Point-per-instance localization data

|---|

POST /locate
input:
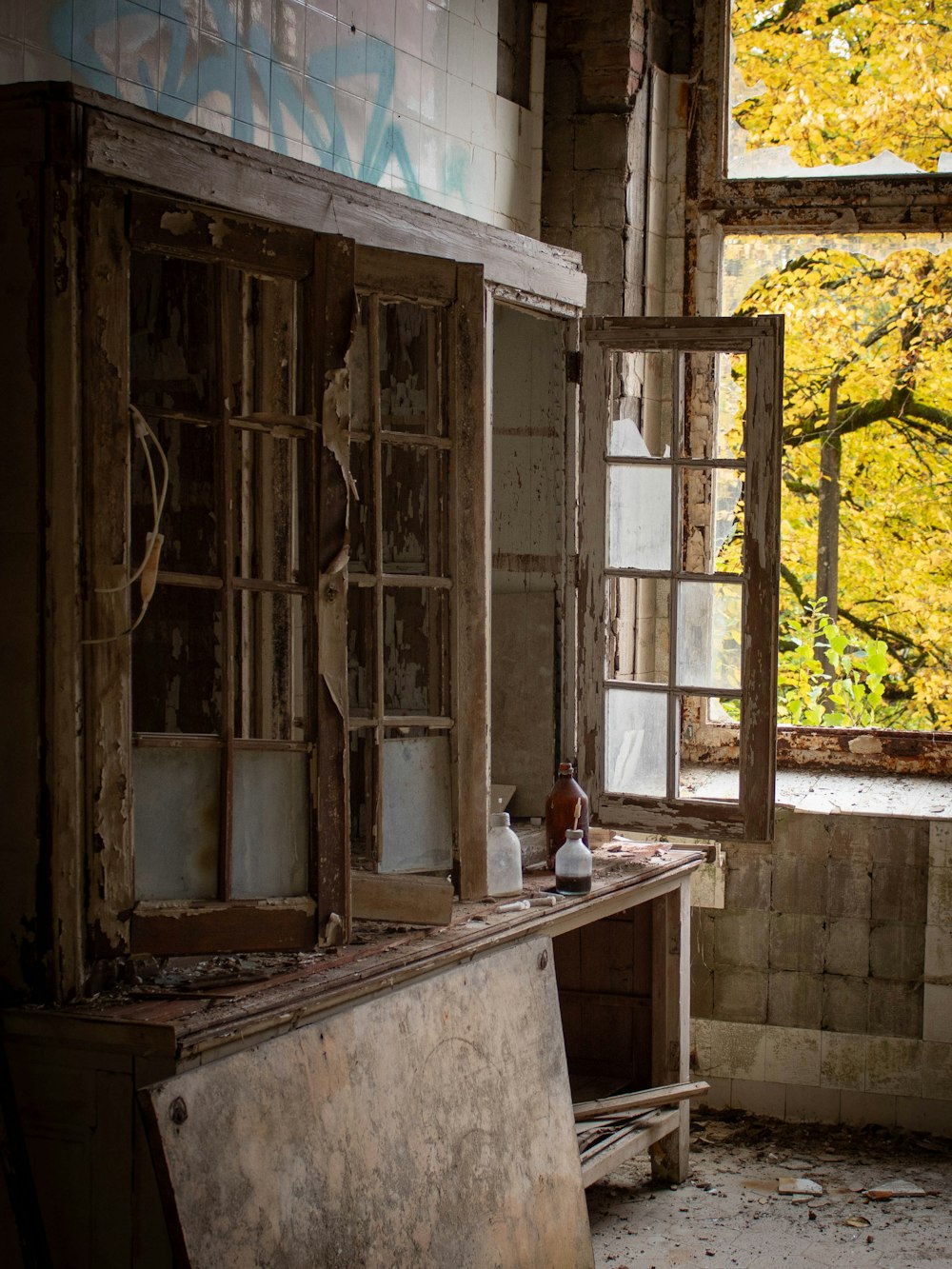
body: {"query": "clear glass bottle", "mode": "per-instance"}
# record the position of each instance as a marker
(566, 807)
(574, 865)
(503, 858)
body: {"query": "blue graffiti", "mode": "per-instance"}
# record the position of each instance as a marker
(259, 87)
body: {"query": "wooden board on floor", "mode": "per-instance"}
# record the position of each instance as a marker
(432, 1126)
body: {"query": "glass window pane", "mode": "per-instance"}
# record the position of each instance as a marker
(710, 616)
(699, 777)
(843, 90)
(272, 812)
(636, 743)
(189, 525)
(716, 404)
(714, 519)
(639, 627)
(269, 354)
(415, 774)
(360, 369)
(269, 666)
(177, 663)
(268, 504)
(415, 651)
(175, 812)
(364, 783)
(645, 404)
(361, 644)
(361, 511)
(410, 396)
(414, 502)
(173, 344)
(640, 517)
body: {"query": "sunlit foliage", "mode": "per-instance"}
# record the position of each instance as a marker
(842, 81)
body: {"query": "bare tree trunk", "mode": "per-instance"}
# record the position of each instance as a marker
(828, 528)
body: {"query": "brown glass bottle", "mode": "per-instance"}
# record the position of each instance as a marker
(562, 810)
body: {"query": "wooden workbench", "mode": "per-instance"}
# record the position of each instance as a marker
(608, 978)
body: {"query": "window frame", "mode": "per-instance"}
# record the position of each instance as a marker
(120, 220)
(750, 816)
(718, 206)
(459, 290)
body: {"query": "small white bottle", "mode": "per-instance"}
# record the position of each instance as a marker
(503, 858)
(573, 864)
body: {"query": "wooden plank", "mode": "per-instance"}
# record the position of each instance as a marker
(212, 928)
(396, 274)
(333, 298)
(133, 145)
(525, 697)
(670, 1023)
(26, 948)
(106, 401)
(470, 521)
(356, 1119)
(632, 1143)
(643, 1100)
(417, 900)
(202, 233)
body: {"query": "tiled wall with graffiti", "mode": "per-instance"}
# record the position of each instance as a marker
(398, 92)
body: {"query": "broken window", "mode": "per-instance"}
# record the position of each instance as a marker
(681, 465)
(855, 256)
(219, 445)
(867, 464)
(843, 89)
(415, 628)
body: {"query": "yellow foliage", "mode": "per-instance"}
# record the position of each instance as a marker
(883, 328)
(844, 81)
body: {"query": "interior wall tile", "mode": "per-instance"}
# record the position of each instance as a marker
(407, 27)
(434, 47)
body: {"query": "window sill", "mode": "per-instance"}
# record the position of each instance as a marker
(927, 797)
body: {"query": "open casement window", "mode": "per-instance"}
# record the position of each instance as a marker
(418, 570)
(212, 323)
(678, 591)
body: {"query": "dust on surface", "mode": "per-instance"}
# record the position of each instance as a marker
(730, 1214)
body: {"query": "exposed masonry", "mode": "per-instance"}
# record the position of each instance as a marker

|---|

What you will do: Look through the data and show every line containing "foliage".

Answer box:
body: {"query": "sunlit foliage", "mode": "per-instance"}
body: {"query": "yellow foliage", "mode": "per-instance"}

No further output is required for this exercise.